### Teks Hasil Ekstraksi
-=-=-

Berbicara dengan Anak yang sedang Marah

Pernahkah Anda, sebagai orang tua ataupun guru menghadapi anak yang terlupa melakukan kesalahan namun justru meluapkan emosi kepada Anda? Jika iya, saya pun juga pernah, bahkan hampir anak tersebut memukul saya (anda bisa bayangkan jika anak SMP memukul badan saya yang kecil ini ... )! Sebagai guru yang tinggal di asrama, saya harus memainkan beberapa peran sekaligus : orang tua (meskipun usia saya masih cukup muda untuk memiliki anak seusia SMP-SMA), guru, kakak maupun teman. Berikut tips jika anda mengalami situasi seperti yang pernah saya alami :


  1. Rendahkan posisi Anda sejajar dengan anak, sehingga anda dapat melakukan kontak mata dengan anak. Jika anak menolak untuk bertatap mata, palingkan dengan lembut dan pegang kedua tangannya 
  2. Sebelum Anda mulai berbicara, pastikan bahwa anak dalam kondisi siap menerima masukan dari Anda. Jika anak dalam kondisi marah, tenangkan terlebih dahulu. Lakukan usapan pengakuan : usapan punggung atau perut. Ketika anak benar-benar marah, bahkan histeris, biarlah ia mengungkapkan dengan kata-kata. Ya! Ajarkan untuk menyampaikan maksud dengan kata-kata, bukan dengan fisik atau bahasa tubuh lainnya. Mintalah anak untuk menarik nafas sebagai cara menenangkan diri (biasanya jika dalam kondisi seperti ini, anda juga ikut emosi, maka lakukan hal yang sama, tenangkan dan tarik nafas)

-=-=-

### Data yang Diberikan
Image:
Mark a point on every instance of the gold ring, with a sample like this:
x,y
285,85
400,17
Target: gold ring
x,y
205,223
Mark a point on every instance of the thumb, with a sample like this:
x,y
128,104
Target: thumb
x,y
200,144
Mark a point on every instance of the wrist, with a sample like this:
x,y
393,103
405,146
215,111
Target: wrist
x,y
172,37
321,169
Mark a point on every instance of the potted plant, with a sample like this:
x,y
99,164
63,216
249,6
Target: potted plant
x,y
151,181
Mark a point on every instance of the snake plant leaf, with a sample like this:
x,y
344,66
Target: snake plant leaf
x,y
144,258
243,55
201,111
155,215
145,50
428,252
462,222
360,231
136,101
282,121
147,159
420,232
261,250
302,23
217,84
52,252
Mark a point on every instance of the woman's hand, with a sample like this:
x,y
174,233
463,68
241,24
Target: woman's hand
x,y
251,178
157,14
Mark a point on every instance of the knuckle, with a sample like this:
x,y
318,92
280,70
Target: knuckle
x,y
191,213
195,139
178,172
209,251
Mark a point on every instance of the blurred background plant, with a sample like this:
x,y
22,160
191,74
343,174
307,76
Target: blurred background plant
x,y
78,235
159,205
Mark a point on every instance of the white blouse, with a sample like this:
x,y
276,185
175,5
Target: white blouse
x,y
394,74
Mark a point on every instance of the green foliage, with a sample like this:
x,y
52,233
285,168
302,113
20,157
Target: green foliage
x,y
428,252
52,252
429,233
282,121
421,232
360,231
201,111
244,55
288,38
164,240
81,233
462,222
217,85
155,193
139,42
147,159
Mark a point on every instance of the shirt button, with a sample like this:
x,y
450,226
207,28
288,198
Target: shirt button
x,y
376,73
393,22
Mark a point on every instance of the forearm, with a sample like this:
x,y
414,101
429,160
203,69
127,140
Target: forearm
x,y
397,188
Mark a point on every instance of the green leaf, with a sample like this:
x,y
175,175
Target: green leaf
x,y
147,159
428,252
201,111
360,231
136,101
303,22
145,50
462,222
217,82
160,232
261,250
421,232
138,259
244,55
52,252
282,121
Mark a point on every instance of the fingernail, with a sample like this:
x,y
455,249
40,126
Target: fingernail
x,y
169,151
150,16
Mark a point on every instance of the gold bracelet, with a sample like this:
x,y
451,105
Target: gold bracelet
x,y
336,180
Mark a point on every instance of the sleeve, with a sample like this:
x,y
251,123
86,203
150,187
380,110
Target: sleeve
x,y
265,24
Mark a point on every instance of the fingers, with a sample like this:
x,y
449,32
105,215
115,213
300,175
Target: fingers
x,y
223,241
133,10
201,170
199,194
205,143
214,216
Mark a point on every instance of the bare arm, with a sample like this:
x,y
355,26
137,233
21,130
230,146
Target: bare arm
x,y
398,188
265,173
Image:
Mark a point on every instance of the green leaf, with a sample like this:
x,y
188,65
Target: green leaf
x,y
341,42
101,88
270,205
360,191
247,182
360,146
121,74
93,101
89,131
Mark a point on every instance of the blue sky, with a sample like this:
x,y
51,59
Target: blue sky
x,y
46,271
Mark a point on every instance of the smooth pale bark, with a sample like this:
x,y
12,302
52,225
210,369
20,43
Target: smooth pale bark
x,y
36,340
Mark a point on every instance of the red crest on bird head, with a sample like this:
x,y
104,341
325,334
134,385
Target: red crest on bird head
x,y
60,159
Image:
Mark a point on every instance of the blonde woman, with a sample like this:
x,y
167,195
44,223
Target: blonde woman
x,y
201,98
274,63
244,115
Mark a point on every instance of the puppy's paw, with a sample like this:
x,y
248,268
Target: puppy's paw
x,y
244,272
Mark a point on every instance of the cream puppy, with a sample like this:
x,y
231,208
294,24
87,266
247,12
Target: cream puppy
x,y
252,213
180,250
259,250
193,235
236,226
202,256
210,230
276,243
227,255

-=-=-

### Daftar Tugas
1. Sebutkan semua peran yang harus dimainkan penulis sebagai guru yang tinggal di asrama menurut teks tentang anak yang marah.
2. Dalam teks tentang anak yang marah, usapan pengakuan seperti apa yang disarankan?
3. Tuliskan ulang bagian teks tentang anak yang marah antara "1. Rendahkan posisi" dan "dan tarik nafas)", termasuk kedua batas itu, dengan mengubah "lembut" menjadi "perlahan".
Jawab hanya dengan berpegang pada teks di atas.

### Hasil Tugas
1. Orang tua, guru, kakak, dan teman.

2. Usapan punggung atau perut.

3.
1. Rendahkan posisi Anda sejajar dengan anak, sehingga anda dapat melakukan kontak mata dengan anak. Jika anak menolak untuk bertatap mata, palingkan dengan perlahan dan pegang kedua tangannya 
  2. Sebelum Anda mulai berbicara, pastikan bahwa anak dalam kondisi siap menerima masukan dari Anda. Jika anak dalam kondisi marah, tenangkan terlebih dahulu. Lakukan usapan pengakuan : usapan punggung atau perut. Ketika anak benar-benar marah, bahkan histeris, biarlah ia mengungkapkan dengan kata-kata. Ya! Ajarkan untuk menyampaikan maksud dengan kata-kata, bukan dengan fisik atau bahasa tubuh lainnya. Mintalah anak untuk menarik nafas sebagai cara menenangkan diri (biasanya jika dalam kondisi seperti ini, anda juga ikut emosi, maka lakukan hal yang sama, tenangkan dan tarik nafas)